[Problema breve] Dê continuidade à reportagem abaixo sobre Al Gore e a crise do clima, começando logo depois da última frase apresentada.

+++ Trecho do texto

'Brasil
pode ter papel crucial na crise do clima', diz Al Gore
O
ex-vice-presidente americano Al Gore durante entrevista para a Folha
no hotel Sheraton em Sao Paulo
MARCELO
LEITE de SÃO PAULO - 05/11/2014
O
ex-senador e ex-vice-presidente dos EUA Albert Gore volta ao Rio com
seu otimismo e sua pregação pela necessidade de combater o
aquecimento global.
Seu
Projeto Realidade Climática arrebanhou 750 pessoas de 55 países
para três dias de treinamento para disseminar a mensagem: impedir
que a atmosfera se aqueça mais que 2ºC, nível considerado perigoso
para a estabilidade do clima.
"Em
79 países o preço da energia de painéis solares está igual ou
abaixo do preço da eletricidade pela queima de carvão", diz
Gore. "O fato de as soluções estarem disponíveis é o
antídoto para a paralisia política."
Uma
das fontes do otimismo do americano é a aceitação da necessidade
de agir por parte do mundo corporativo: "Os empresários estão
à frente dos políticos".

++++++
+++ Dados fornecidos

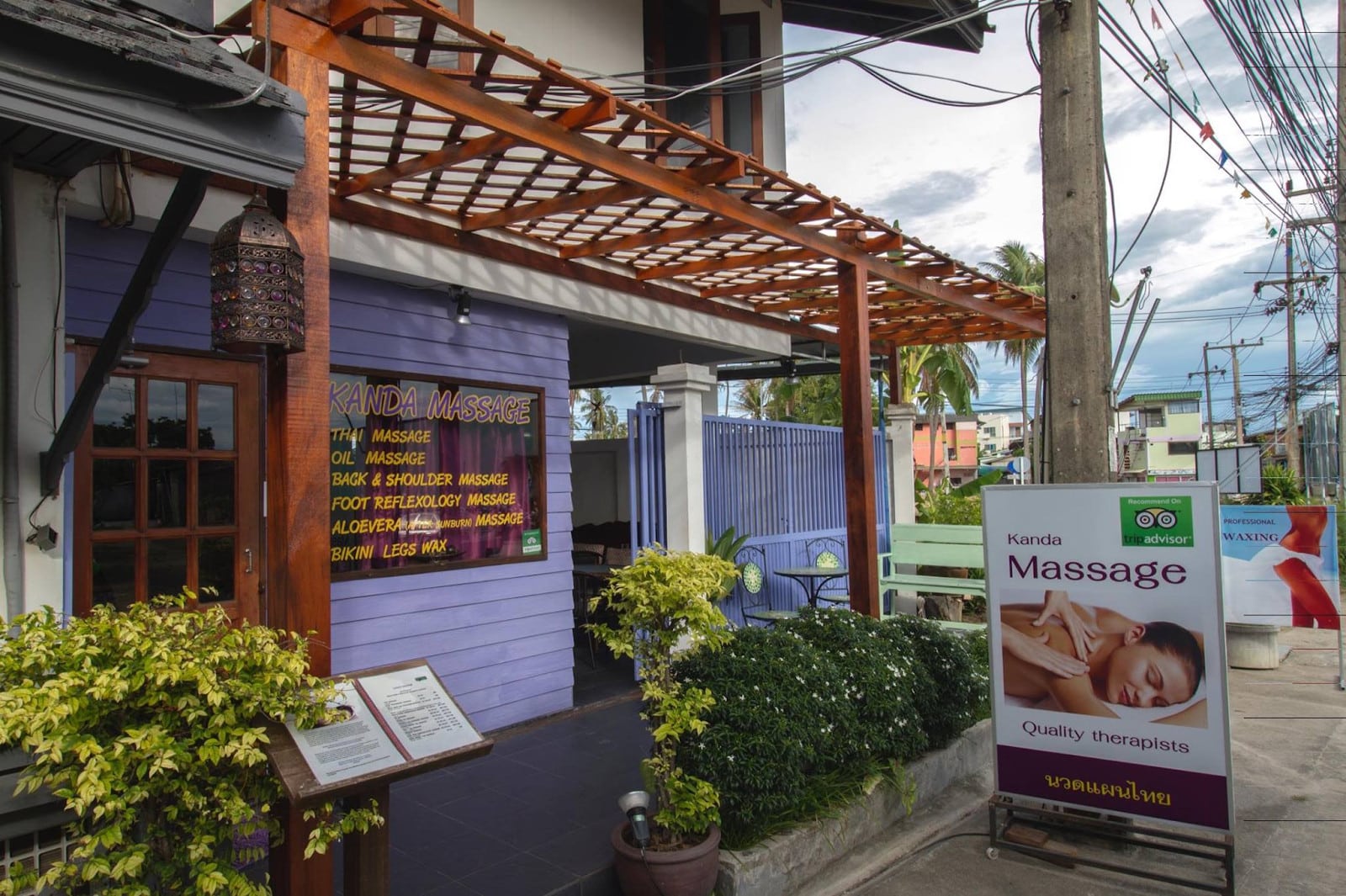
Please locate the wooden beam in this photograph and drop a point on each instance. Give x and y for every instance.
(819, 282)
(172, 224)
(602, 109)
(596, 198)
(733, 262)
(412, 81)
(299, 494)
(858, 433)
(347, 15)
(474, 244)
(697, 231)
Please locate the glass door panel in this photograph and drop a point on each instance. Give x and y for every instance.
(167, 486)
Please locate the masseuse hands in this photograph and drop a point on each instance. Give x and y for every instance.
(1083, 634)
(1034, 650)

++++++
+++ Dados fornecidos

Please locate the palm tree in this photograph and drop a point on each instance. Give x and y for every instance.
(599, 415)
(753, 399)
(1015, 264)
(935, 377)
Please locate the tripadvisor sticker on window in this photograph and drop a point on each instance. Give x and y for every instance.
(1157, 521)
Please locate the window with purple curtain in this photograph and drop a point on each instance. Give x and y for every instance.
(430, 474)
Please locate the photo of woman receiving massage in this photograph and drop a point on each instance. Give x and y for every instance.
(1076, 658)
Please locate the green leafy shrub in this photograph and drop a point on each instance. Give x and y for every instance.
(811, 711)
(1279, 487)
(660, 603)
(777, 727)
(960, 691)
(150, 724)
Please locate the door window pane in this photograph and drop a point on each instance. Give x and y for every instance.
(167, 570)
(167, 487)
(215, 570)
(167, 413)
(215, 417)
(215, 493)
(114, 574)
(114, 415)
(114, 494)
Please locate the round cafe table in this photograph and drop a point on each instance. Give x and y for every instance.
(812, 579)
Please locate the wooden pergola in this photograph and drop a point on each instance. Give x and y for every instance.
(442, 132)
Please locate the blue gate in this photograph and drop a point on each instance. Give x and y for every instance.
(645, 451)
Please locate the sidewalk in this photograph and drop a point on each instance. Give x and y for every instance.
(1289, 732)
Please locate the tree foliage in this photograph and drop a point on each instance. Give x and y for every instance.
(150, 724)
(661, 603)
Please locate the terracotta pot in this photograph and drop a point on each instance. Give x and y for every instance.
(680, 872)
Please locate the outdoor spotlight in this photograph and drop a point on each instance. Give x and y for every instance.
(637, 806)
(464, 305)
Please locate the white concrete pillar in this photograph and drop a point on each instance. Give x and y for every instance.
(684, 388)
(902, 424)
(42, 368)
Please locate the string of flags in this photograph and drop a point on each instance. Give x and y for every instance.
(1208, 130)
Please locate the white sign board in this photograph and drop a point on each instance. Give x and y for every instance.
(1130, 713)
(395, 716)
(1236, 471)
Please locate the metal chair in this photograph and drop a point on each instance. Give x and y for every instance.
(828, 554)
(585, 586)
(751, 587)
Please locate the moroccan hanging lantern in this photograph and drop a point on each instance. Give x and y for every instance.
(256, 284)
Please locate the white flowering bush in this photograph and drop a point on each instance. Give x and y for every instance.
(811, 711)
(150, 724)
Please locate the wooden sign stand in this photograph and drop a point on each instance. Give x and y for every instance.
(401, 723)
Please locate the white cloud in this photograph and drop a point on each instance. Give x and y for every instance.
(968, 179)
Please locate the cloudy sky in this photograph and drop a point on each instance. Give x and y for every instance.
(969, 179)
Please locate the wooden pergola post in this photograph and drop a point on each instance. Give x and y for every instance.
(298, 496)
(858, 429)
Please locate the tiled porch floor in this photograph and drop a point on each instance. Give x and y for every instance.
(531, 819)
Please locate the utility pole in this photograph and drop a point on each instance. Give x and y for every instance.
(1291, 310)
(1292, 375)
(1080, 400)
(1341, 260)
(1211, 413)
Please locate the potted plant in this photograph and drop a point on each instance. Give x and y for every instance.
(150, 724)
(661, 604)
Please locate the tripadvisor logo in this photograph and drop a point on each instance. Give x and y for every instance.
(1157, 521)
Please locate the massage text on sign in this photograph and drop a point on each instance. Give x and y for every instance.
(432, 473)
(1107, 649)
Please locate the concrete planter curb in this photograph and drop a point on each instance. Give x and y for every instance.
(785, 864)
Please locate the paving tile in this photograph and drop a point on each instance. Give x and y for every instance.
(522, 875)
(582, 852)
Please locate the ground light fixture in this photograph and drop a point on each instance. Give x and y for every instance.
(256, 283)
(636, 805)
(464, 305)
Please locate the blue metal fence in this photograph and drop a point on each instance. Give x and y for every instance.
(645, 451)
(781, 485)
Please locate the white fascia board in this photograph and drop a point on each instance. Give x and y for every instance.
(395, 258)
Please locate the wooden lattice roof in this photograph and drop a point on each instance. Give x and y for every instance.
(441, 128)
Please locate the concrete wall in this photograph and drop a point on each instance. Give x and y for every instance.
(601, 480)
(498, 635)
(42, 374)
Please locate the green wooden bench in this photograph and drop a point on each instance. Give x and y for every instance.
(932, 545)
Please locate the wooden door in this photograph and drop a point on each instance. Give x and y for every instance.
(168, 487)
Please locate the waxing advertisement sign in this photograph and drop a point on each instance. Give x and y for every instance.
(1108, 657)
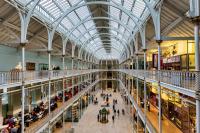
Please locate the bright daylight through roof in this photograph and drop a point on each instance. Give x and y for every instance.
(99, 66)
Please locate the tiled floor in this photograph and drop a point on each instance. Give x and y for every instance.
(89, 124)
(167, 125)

++++++

[Resposta do exercício]
Folha
– A sua organização já realizou 25 treinamentos pelo mundo sobre
a mudança do clima. Por que no Brasil, agora, e por que em 2014?
Al
Gore – O Brasil é um dos países mais importantes do mundo, todo
mundo está ciente disso. O Brasil e os Estados Unidos, juntos, estão
entre os maiores e mais poderosos países no hemisférios Ocidental,
e o Brasil emergiu como um líder na comunidade das nações e todos
respeitam as posições do Brasil.
Este
é um ano crucial, por causa das negociações que serão concluídas
em Paris dentro de um ano, contado do mês que vem. É o momento em
que se espera que o mundo se ponha de acordo, finalmente. Já existe
um impulso poderoso. Nesta semana mesmo, o lançamento do sumário
para formuladores de políticas do IPCC (Painel Intergovernamental
sobre Mudança do Clima) mais uma vez enfatiza a incrível urgência
dessa crise. O mundo se depara com uma emergência global, e o Brasil
pode desempenhar um papel crucial em resolver essa crise, aproveitar
essa oportunidade.
Por
outro lado, o governo do Brasil se recusou a reconhecer e assinar a
Declaração de Nova York sobre Florestas. O sr. ficou decepcionado?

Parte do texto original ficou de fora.